**Goal of the exercise**
Each line from the one holding "Target: weathered stone surface" through the end of the records should be returned exactly, while pictures are skipped.

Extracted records
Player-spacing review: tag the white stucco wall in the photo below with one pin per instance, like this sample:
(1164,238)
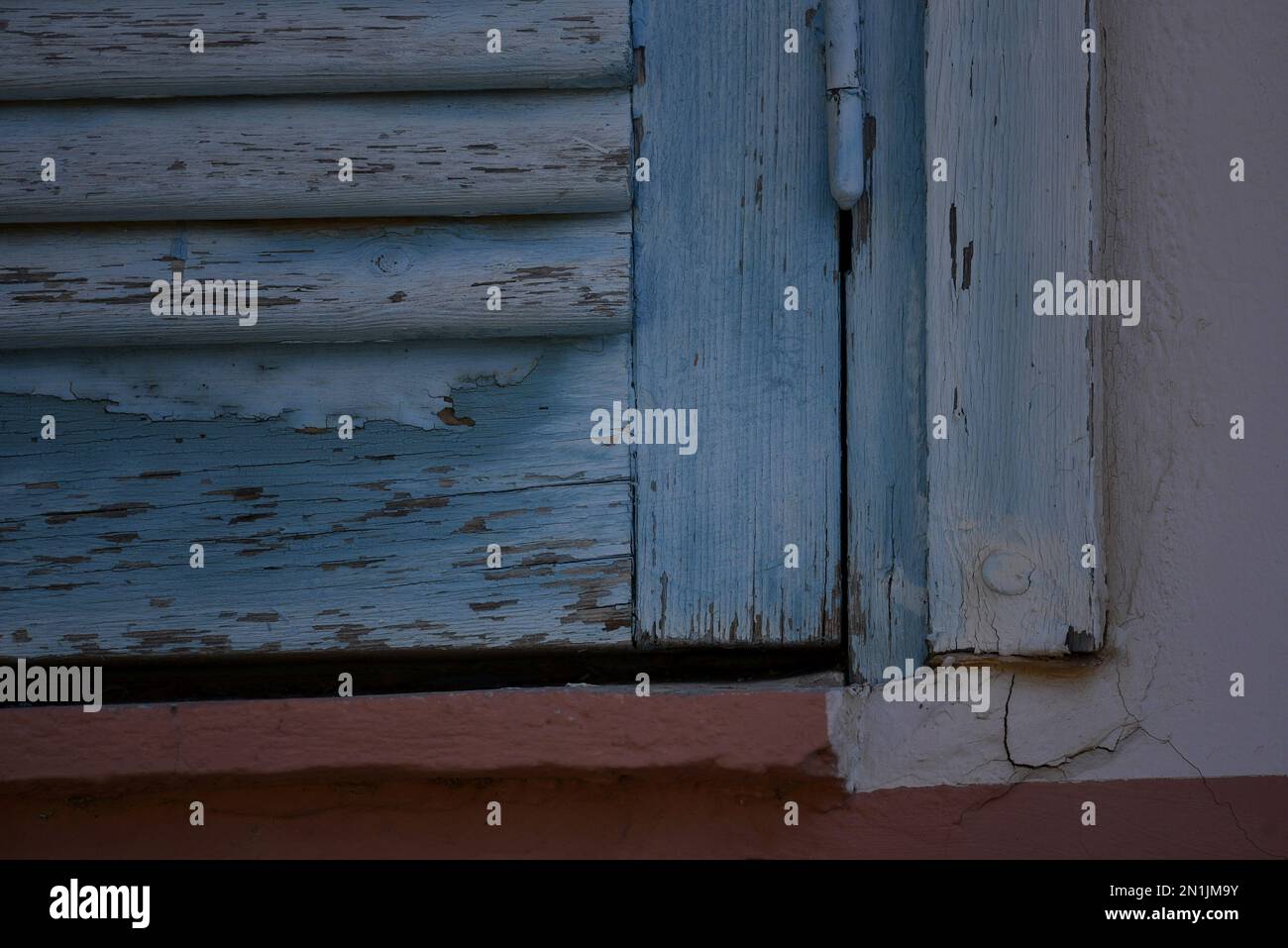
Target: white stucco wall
(1197,523)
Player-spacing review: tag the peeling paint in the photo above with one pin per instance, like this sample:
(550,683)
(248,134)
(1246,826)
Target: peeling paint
(308,385)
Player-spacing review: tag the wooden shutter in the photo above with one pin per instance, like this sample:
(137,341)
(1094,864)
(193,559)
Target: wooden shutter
(472,170)
(1008,502)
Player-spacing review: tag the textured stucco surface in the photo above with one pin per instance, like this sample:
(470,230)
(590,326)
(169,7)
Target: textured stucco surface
(1196,522)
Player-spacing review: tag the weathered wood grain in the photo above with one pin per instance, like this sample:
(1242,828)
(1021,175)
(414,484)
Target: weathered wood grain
(445,155)
(56,50)
(1013,494)
(738,207)
(313,543)
(335,282)
(887,351)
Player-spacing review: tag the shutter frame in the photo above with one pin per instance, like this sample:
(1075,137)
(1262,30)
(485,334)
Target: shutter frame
(1013,492)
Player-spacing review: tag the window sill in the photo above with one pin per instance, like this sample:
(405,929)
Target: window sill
(768,727)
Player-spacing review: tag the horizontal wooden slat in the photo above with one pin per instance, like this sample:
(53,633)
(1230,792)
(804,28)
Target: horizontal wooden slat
(86,48)
(313,543)
(342,281)
(428,155)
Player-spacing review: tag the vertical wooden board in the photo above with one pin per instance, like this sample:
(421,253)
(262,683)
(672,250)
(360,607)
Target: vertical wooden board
(1013,488)
(885,351)
(738,207)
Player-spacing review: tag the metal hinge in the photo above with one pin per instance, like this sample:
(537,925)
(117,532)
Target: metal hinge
(844,102)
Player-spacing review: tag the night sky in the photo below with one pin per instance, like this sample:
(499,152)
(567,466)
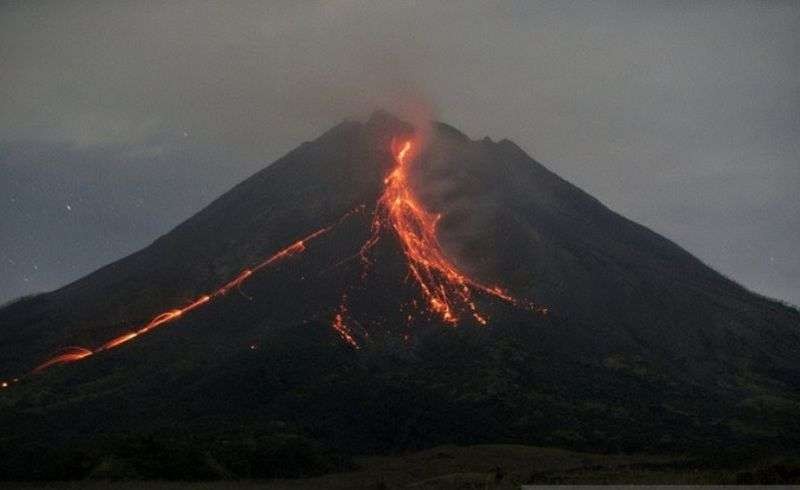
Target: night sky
(118,120)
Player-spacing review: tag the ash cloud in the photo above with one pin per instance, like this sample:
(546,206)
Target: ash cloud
(681,116)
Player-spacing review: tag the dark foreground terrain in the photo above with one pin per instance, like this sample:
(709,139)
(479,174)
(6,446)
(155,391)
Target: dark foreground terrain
(496,466)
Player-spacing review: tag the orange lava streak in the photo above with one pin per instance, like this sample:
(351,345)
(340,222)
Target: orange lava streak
(73,354)
(341,328)
(447,290)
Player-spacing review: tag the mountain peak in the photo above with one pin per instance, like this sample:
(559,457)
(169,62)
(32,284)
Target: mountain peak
(429,262)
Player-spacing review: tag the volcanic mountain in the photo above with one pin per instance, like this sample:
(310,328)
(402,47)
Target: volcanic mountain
(383,287)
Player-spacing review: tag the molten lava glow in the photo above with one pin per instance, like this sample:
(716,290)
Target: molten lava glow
(448,292)
(73,354)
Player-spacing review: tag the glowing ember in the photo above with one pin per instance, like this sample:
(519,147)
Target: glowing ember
(73,354)
(448,292)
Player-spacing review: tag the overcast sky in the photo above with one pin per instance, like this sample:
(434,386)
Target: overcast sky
(120,119)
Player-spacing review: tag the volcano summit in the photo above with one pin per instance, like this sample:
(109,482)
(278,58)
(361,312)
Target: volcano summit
(377,290)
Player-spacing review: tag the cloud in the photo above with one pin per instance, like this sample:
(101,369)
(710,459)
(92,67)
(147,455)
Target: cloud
(683,116)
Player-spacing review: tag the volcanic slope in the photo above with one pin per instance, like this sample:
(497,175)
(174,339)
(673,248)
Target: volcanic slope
(496,303)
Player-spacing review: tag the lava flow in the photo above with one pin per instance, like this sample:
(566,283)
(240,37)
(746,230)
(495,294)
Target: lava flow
(448,292)
(73,354)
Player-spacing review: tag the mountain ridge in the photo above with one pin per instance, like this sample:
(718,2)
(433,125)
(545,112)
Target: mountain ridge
(643,345)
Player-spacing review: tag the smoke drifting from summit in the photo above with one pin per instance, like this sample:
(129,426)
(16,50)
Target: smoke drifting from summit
(121,119)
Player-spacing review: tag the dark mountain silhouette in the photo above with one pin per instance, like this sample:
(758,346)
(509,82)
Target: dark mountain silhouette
(642,347)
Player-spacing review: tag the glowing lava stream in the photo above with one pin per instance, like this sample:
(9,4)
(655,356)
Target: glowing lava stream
(73,354)
(448,292)
(446,289)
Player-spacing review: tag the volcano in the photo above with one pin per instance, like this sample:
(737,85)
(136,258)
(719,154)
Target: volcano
(382,288)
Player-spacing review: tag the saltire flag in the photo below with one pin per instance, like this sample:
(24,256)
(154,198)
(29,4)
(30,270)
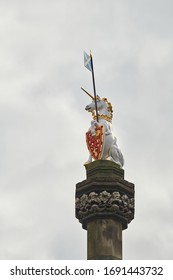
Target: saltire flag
(87,61)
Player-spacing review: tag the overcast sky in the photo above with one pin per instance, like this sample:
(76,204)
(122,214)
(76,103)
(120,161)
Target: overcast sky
(43,121)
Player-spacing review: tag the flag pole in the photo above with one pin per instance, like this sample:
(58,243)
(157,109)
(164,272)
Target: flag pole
(95,97)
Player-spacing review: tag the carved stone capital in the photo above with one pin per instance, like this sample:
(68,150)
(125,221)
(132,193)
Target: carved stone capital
(104,205)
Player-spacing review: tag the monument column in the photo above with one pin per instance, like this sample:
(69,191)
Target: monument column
(104,207)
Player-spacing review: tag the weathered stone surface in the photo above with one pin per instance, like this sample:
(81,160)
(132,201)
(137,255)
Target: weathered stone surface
(104,207)
(104,240)
(104,204)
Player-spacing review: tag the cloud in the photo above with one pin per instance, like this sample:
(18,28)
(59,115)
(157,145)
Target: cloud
(43,121)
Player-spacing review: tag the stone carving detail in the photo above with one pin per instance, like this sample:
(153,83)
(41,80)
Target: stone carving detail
(114,203)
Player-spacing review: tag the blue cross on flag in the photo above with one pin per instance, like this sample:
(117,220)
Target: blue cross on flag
(87,61)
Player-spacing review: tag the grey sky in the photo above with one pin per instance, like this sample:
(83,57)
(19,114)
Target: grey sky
(43,121)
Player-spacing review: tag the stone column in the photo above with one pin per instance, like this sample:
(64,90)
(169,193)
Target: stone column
(104,207)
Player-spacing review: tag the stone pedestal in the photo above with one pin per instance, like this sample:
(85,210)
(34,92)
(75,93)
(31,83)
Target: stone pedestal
(104,207)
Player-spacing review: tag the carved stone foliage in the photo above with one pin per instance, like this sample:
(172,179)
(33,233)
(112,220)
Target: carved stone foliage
(114,203)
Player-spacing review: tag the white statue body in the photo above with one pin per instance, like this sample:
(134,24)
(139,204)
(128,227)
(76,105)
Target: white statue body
(110,150)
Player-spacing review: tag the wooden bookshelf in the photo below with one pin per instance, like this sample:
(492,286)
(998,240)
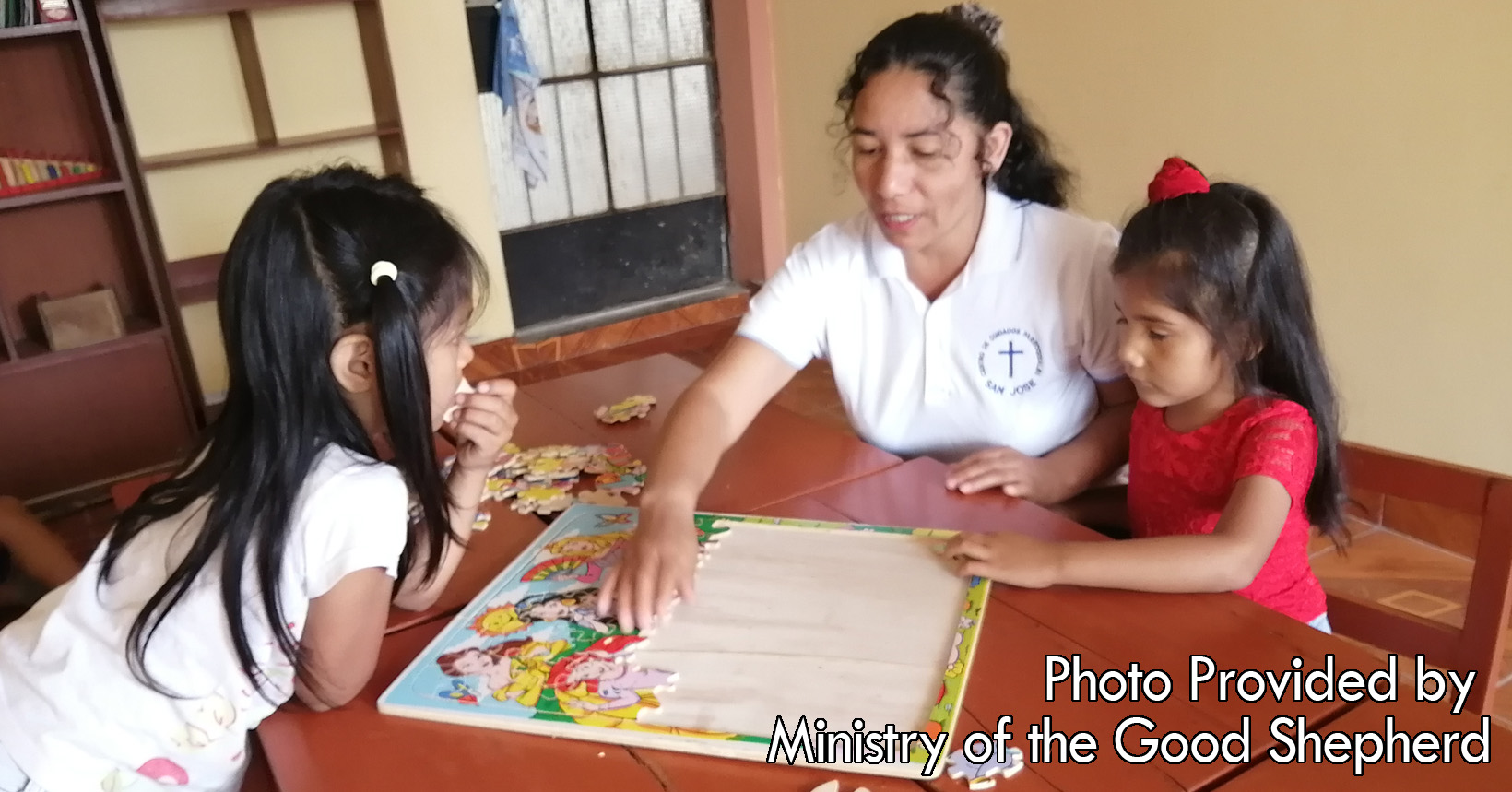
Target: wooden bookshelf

**Response for this exercise**
Target: weathered stone surface
(104,207)
(104,240)
(104,204)
Player-spacing review: tag the cloud in the photo above with one pin per instance, like this sample:
(18,28)
(59,115)
(157,145)
Target: cloud
(43,121)
Player-spacing review: tag the stone carving detail in the photo above with one pin per instance, like this sample:
(153,83)
(41,80)
Target: stone carving detail
(114,203)
Player-spacing review: tag the blue cross on flag in the photo above with one pin per instance, like this sample:
(117,220)
Target: blue cross on flag
(87,61)
Player-spacing review: tag the grey sky in the photo above with one pin per instance, like this sample:
(83,57)
(19,114)
Target: grey sky
(43,121)
Player-spacing review: tag the stone column in the photo above with one pin per instance, like this sample:
(64,90)
(169,193)
Target: stone column
(104,207)
Player-spacing review: tag the stone pedestal in the photo above with one pin per instance, like this sample:
(85,210)
(34,92)
(75,93)
(31,83)
Target: stone pedestal
(104,207)
Player-spacing review: tag the carved stone foliage in the photo above with one pin per instance, like this sample:
(172,179)
(33,233)
(112,220)
Target: carved stone foliage
(114,203)
Player-spacing review: tag the white statue body in the photo above with one pin per instance, like this sample:
(134,24)
(139,204)
(128,227)
(76,105)
Target: white statue body
(110,150)
Player-spacing review: tag the wooden bookshelf in the photo below with one pin per instance, like this sample:
(492,286)
(998,240)
Target: wooden bookshelf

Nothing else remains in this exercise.